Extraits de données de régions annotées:
▬▬▬▬▬▬

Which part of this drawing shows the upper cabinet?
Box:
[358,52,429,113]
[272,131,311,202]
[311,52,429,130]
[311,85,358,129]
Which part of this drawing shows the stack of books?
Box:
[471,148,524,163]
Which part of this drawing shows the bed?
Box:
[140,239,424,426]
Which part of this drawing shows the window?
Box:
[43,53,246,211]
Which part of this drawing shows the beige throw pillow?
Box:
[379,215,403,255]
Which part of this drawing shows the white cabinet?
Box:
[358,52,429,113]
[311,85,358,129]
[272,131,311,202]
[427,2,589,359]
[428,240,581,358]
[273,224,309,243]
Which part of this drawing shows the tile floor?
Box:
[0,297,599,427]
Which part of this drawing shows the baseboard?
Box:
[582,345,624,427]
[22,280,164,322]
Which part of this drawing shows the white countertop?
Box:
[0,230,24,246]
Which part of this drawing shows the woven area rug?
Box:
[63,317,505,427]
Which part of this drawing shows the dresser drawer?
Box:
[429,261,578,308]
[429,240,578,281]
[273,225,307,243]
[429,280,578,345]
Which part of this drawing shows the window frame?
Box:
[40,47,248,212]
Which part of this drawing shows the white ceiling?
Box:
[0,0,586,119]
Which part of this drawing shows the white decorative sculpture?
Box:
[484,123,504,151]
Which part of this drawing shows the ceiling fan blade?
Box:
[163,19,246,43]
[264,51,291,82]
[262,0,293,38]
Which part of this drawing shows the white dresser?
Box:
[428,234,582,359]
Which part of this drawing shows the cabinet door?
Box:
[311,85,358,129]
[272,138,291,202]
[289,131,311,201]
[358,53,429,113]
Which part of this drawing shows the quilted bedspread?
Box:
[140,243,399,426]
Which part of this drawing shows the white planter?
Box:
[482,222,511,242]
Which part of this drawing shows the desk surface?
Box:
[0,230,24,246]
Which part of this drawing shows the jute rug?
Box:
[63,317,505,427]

▬▬▬▬▬▬

**Tâche à réaliser**
Reportez toutes les lignes ci-dessus dans un CSV à deux colonnes, « texte » et « réponse », en plaçant chaque texte et sa réponse sur une même ligne. Chaque valeur occupe un champ entre guillemets, et les retours à la ligne y sont remplacés par des espaces.

**Réponse**
texte,réponse
"Which part of this drawing shows the upper cabinet? Box:","[358,52,429,113] [272,131,311,202] [311,52,429,130] [311,85,358,129]"
"Which part of this drawing shows the stack of books? Box:","[471,148,524,163]"
"Which part of this drawing shows the bed? Box:","[140,239,424,426]"
"Which part of this drawing shows the window? Box:","[43,53,246,211]"
"Which part of this drawing shows the beige throw pillow? Box:","[379,215,403,255]"
"Which part of this drawing shows the white cabinet? Box:","[358,52,429,113] [311,85,358,129] [272,131,311,202] [427,2,589,359] [428,240,581,358] [273,224,309,243]"
"Which part of this drawing shows the tile floor? Box:","[0,297,599,427]"
"Which part of this drawing shows the baseboard? Box:","[582,345,624,427] [22,280,164,322]"
"Which part of this drawing shows the white countertop? Box:","[0,230,24,246]"
"Which part of this drawing shows the woven area rug? Box:","[63,317,505,427]"
"Which part of this drawing shows the dresser drawer? Box:","[429,261,578,308] [429,240,578,281] [273,225,307,243] [429,280,578,345]"
"Which part of this drawing shows the window frame? Box:","[40,47,248,212]"
"Which part of this drawing shows the white ceiling? Box:","[0,0,586,119]"
"Which part of this drawing shows the white decorative sculpture? Box:","[484,123,504,151]"
"Which part of this drawing shows the ceiling fan blade? Box:","[163,19,246,43] [264,51,291,82] [262,0,293,38]"
"Which part of this drawing shows the white dresser? Box:","[428,234,582,359]"
"Which part of this drawing shows the cabinet door? Box:","[311,85,358,129] [272,138,291,202] [289,131,311,201] [358,53,429,113]"
"Which part of this drawing shows the quilted bedspread? Box:","[140,243,399,426]"
"Which part of this drawing shows the white planter? Box:","[482,222,511,242]"
"Which part of this drawing shows the desk surface? Box:","[0,230,24,246]"
"Which part of this drawing shows the jute rug? Box:","[63,317,505,427]"